Beginning with the line that contains "[indicate] the black dog", extract each line through the end of the listing below, with no additions or omissions.
--- BEGIN DATA TO USE ---
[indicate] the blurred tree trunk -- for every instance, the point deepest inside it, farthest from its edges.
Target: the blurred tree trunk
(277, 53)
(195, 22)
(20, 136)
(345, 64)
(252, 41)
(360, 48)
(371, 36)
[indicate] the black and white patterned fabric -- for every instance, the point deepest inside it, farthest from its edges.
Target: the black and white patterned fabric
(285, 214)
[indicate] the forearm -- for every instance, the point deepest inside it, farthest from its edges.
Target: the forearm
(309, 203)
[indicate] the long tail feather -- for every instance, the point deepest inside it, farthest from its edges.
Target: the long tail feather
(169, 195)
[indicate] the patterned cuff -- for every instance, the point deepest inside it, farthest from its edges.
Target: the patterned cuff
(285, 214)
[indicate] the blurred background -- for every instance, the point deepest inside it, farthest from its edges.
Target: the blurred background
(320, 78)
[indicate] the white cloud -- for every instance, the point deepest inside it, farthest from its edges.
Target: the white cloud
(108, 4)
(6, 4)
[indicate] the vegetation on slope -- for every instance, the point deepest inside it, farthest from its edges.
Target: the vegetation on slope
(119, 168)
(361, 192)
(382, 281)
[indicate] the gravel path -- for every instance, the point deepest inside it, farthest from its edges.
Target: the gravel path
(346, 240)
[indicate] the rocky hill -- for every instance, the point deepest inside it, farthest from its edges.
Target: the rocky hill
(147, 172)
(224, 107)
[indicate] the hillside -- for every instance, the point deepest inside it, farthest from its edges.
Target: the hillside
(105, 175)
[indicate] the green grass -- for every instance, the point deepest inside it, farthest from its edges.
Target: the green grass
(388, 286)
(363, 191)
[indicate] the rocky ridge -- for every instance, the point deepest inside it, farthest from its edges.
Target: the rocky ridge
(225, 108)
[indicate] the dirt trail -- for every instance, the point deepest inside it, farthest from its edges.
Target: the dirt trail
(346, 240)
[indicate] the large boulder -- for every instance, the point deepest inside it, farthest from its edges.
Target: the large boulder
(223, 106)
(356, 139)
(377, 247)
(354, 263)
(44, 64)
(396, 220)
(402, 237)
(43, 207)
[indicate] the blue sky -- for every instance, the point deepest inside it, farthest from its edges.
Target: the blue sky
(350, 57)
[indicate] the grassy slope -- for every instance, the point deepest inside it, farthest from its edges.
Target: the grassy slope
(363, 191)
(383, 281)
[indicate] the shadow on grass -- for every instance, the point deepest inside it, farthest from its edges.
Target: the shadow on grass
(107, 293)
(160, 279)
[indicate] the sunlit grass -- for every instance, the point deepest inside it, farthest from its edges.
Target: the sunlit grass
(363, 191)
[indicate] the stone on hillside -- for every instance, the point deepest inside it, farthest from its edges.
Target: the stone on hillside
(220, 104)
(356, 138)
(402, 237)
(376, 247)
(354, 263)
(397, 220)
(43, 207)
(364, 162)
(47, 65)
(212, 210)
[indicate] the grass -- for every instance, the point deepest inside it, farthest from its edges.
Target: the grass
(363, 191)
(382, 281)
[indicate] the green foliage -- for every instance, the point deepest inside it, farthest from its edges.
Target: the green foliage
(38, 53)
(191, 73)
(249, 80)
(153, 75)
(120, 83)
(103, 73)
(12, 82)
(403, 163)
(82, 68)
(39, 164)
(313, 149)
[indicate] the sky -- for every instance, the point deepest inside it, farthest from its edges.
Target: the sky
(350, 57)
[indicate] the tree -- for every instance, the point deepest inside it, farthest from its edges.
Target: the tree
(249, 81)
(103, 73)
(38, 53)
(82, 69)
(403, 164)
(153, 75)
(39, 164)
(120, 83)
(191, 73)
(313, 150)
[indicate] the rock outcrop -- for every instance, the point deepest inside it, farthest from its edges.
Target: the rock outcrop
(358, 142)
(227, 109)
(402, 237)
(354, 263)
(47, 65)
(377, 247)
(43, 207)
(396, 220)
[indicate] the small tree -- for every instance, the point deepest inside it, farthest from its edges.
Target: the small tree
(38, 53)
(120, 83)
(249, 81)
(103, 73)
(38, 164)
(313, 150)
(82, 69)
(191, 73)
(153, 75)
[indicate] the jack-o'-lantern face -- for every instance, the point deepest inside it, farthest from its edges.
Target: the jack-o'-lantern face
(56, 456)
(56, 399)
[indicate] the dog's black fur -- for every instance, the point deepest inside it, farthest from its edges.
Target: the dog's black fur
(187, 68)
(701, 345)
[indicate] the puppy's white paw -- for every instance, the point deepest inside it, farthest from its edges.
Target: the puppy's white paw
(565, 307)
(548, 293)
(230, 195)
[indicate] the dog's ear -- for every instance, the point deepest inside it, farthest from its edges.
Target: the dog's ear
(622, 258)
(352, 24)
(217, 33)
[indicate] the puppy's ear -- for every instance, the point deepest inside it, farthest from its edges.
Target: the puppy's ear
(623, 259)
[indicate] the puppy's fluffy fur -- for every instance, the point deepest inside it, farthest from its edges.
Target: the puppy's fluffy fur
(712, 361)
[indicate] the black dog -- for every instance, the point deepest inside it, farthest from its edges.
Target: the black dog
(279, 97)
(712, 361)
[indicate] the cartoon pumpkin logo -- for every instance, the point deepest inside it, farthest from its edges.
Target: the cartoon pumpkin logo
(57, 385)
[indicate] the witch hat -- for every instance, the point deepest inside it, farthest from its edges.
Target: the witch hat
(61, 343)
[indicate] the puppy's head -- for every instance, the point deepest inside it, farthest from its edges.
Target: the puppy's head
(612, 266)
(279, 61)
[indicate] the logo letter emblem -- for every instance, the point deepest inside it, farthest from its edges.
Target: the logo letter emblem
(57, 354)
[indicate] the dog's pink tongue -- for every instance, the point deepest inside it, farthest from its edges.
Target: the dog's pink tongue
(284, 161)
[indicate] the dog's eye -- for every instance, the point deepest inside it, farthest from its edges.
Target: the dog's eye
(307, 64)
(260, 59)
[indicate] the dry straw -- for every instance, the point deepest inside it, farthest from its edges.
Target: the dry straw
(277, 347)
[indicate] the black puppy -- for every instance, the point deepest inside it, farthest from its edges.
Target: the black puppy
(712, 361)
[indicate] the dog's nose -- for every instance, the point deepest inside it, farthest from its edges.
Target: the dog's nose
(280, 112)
--- END DATA TO USE ---
▶ [EXERCISE OUTPUT]:
[indicate] the black dog -- for every instance, the point deepest inside it, farthest from its edges.
Target: the black dog
(279, 97)
(712, 361)
[indicate] the cartoon pumpkin logo -- for every instance, the point deepest inside it, farthest from its edges.
Target: the cartoon pumpkin logo
(57, 385)
[indicate] the witch hat -- for every instance, the point deepest inside it, farthest from its edges.
Target: the witch hat
(61, 343)
[indicate] the puppy's head -- for every instance, the point deepest inside it, farthest from its edges.
Target: the puppy's head
(612, 266)
(279, 61)
[indicate] the logo letter emblem -- for every instance, the point deepest inside it, farthest from its edges.
Target: the logo letter emblem
(57, 354)
[indicate] the dog's pink tongue -- for every instance, the point deepest inside it, farthest from its edges.
Target: the dog's pink tongue
(284, 161)
[indicate] the dog's eye -- for every instance, the point deepest inside it, farthest from its edges.
Target: the dog's eye
(307, 64)
(260, 59)
[indicate] the dry straw -- for every instance, the point deepest inside it, farthest from its edges.
Target: the dry straw
(277, 347)
[indicate] the black puppy -- for every instance, the point deepest inside it, farthest from its edges.
Target: the black puppy
(712, 361)
[indicate] the dog's nose -- for every instance, the point deepest inside it, farthest from its edges.
Target: the dog's nose
(280, 112)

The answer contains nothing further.